— Quoted passage —
He serves as Coordinating Editor of the Review of Economic Dynamics, Associate Editor at Econometrica, and member of the Board of Editors at the American Economic Review. He held positions as Associate Professor of Economics at the University of Chicago Booth School of Business, Senior Research Economist at the Federal Reserve Bank of Minneapolis, and Visiting Associate Professor of Economics at Harvard University.
He teaches courses in macroeconomics, labor economics, and international finance. His research focuses on topics such as the global decline in labor's share of income; productivity, capital flows, and depressions in southern Europe; inequality; the allocation of time; cyclicality and trends in labor markets; and unemployment insurance policy. He received a Ph.D. in Economics from Harvard University and an undergraduate degree from the Athens University of Economics and Business in Greece.
Ricardo Reis is the A.W. Phillips Professor of Economics at the London School of Economics. Recent honors include the 2016 Bernacer prize for best European economist under the age of 40 working in macroeconomics and finance, and the 2017 Banque de France / Toulouse School of Economics junior prize in monetary economics, finance, and bank supervision for a researcher of any nationality based in Europe.
Professor Reis is an academic consultant at the Bank of England and the Federal Reserve system, he directs the ESRC Centre for Macroeconomics in the UK, is a recipient of an ERC grant from the EU, and serves on the council or as an advisor of multiple organizations. He has published widely on macroeconomics.
His main areas of research are inflation expectations, unconventional monetary policies and the central bank’s balance sheet, disagreement and inattention, business cycle models with inequality, automatic stabilizers, sovereign-bond backed securities, and the role of capital misallocation in the European slump and crisis. His public service includes writing a weekly column for the Portuguese press and developing European Safe Bonds (ESBies).
Professor Reis received his PhD from Harvard University, and was previously on the faculty at Columbia University and Princeton University.
Marco Buti, Chief of Staff of the Commissioner for the economy, Paolo Gentiloni, former Director-General for Economic and Financial Affairs at the European Commission (DG ECFIN). He has been the Commission Finance Deputy at G7 and G20. A graduate of the universities of Florence and Oxford, he has been visiting professor at various universities in Europe.
He has published extensively on Economic and Monetary Union, the political economy of European integration, macroeconomic policies, welfare state reforms and global governance.
Oscar Arce is the Director General of Economics, Statistics and Research at Bank of Spain, where he also has served as Associate Director General of Economics and Research ,Director of Monetary and Financial Studies and as Head of the Division of Macroeconomic Analysis and Forecasting. Before, he was the Director of the Research and Statistics department at the Spanish securities markets commission (CNMV), Deputy Director General at the Economic Bureau of the Spanish Prime Minister and prior to that he worked as a senior economist at the Bank of Spain.
Mr Arce holds a PhD in Economics from the London School of Economics and Political Science and a MSc Economics from the University College London, and has written extensively on macroeconomic, monetary and financial issues, including some articles published in top academic journals.
He is an alternate member of the European Central Bank’s Governing Council, member of the ECB’s Monetary Policy Committee and member of the EU’s Economic and Financial Committee, and before he was involved in the work of several international bodies with responsibilities on the fields of capital markets and systemic risk, including the European Securities and Markets Authority (ESMA), the European Systemic Risk Board (ESRB) and the International Organization of Securities Commissions (IOSCO).

— Activity —
Answer these questions from the economist biographies above.
1. What prize did Ricardo Reis receive in 2016?
2. Which universities is Marco Buti a graduate of?
3. From which institution does Oscar Arce hold a PhD in Economics?

— Data shown —
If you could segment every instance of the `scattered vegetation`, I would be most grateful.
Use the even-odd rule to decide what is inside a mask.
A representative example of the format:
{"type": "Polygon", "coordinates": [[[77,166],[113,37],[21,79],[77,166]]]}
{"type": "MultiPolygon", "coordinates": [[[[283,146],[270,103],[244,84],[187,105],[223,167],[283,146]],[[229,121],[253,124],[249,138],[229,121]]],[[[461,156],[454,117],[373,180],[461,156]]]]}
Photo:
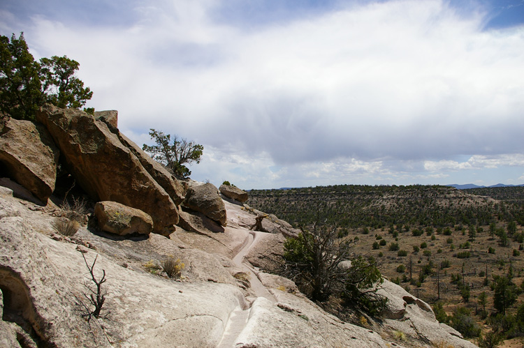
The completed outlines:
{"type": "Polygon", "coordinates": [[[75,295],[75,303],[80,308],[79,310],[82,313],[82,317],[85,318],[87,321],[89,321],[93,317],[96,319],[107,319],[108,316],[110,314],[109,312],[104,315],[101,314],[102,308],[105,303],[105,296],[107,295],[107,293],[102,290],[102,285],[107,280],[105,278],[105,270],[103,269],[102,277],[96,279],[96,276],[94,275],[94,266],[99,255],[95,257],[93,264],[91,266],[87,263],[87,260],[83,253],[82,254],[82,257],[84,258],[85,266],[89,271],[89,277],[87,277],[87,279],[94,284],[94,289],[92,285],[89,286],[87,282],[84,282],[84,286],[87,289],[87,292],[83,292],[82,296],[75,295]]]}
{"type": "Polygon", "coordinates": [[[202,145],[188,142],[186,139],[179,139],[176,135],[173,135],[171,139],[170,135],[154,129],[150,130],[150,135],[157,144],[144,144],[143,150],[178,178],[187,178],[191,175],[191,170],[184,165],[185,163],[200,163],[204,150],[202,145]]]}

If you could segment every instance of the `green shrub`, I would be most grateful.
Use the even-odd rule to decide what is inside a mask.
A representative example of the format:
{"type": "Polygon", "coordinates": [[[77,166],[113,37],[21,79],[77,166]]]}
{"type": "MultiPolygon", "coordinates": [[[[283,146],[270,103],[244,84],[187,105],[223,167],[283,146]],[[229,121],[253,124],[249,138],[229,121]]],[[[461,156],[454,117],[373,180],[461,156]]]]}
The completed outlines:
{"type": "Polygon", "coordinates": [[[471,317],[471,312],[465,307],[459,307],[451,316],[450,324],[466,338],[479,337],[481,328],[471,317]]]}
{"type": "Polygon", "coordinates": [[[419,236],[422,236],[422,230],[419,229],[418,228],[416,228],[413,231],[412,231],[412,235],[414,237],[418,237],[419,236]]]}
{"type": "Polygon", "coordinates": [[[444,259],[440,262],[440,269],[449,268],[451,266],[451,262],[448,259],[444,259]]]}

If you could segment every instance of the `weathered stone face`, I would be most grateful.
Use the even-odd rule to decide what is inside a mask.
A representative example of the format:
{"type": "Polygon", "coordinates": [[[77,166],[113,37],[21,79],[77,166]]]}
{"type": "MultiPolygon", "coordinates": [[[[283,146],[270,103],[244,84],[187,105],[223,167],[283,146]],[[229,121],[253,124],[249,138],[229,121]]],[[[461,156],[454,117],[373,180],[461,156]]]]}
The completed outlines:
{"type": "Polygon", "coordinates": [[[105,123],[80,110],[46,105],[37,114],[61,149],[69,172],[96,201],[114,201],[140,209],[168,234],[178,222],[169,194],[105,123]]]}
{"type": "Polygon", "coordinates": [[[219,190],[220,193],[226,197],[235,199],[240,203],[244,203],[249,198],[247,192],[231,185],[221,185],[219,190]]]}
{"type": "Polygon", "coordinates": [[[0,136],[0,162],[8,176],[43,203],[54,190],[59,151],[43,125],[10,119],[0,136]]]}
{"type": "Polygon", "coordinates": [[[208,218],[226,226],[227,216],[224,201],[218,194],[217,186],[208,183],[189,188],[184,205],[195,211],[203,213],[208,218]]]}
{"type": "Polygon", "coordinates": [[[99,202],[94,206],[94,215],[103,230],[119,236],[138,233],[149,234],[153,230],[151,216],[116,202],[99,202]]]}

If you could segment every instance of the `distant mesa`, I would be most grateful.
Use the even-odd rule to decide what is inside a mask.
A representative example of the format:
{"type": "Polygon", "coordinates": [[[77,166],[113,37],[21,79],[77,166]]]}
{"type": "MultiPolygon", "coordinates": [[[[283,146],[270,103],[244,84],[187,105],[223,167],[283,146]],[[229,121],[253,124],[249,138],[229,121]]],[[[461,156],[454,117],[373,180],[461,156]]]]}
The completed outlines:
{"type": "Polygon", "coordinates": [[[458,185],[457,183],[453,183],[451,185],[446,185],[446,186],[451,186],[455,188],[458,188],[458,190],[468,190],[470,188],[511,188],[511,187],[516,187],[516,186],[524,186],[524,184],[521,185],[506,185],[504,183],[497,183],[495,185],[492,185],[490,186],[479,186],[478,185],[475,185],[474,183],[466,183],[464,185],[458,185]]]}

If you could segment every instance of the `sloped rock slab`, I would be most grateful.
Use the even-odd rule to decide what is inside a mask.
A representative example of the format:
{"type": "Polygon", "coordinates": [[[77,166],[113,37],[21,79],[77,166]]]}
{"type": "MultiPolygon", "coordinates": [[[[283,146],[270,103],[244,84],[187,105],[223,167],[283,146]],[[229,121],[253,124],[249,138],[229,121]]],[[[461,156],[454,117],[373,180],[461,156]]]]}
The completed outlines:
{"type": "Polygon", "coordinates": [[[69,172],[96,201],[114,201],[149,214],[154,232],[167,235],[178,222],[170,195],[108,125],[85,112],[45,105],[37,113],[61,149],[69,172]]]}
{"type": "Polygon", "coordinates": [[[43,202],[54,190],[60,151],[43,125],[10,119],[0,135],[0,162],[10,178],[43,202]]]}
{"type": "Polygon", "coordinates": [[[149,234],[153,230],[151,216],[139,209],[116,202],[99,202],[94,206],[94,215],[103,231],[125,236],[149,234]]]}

---

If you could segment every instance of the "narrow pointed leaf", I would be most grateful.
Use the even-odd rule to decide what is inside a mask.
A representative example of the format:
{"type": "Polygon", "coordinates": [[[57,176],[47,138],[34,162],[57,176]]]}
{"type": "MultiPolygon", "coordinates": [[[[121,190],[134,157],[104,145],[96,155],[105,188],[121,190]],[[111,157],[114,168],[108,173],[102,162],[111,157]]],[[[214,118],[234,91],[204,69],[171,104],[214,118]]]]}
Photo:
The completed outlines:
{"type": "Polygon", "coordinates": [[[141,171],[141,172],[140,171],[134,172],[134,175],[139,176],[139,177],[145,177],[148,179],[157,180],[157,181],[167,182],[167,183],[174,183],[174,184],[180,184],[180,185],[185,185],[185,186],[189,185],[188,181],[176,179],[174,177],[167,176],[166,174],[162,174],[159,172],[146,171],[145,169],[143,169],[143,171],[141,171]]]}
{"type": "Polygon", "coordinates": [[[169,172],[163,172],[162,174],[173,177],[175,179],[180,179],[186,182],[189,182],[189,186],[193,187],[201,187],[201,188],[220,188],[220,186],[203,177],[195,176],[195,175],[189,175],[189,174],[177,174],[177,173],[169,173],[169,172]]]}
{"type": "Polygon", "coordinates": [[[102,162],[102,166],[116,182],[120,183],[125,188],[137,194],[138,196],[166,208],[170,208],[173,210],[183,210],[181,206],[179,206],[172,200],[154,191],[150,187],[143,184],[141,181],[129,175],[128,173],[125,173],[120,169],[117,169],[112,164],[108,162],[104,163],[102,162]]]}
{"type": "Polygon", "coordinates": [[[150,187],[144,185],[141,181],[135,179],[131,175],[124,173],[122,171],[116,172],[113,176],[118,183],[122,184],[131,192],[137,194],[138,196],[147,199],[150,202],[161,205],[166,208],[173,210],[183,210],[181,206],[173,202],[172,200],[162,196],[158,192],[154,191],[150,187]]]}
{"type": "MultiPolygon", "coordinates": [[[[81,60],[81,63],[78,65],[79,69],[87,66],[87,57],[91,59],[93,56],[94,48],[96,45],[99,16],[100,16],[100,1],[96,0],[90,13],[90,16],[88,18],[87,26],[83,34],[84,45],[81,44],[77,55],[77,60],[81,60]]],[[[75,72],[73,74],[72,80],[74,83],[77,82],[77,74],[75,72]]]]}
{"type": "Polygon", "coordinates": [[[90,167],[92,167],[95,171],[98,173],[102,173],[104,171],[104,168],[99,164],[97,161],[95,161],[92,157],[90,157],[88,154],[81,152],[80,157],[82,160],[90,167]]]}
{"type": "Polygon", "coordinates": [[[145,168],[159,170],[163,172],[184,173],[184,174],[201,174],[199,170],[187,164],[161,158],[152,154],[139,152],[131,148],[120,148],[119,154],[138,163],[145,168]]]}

==

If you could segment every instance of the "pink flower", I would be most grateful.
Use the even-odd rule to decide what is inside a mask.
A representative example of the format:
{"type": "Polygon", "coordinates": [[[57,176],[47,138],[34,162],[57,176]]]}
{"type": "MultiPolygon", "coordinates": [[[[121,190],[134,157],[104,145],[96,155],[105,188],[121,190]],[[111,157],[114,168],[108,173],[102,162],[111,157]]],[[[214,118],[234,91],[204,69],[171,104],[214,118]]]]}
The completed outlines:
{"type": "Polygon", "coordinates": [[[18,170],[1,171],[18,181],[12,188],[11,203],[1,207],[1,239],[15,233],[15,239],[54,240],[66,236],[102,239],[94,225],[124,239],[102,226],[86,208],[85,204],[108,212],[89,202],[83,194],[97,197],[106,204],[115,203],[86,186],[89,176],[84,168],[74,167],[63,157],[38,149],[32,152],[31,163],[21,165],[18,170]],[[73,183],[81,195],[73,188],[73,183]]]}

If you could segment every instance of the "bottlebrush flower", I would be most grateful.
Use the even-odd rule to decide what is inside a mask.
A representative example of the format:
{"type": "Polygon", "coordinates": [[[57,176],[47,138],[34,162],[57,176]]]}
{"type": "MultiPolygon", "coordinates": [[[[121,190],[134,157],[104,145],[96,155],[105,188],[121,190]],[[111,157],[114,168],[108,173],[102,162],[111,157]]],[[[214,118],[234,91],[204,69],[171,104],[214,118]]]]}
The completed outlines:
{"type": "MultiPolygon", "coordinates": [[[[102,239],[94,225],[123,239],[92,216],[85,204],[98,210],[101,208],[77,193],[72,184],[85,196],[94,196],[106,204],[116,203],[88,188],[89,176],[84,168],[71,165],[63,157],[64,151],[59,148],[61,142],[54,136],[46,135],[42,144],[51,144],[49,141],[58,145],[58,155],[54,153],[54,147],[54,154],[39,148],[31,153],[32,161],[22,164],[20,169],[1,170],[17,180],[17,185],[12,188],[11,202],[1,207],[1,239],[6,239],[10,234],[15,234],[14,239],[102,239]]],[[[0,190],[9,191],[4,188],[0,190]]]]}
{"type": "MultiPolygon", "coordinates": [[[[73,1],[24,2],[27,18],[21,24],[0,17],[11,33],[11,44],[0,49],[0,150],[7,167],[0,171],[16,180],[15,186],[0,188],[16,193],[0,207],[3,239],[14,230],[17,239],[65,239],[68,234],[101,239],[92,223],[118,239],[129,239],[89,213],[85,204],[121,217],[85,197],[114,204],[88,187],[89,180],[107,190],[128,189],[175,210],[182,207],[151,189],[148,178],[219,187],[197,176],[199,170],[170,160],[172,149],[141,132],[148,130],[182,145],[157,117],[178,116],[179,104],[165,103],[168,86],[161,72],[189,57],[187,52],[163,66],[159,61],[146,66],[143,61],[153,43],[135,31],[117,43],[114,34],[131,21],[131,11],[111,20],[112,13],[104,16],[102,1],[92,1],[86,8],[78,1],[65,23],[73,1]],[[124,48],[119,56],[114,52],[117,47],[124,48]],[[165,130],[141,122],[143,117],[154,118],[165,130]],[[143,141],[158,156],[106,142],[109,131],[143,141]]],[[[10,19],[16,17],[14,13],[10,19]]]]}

— Answer below —
1. The Bernacer prize for best European economist under the age of 40 working in macroeconomics and finance.
2. The universities of Florence and Oxford.
3. The London School of Economics and Political Science.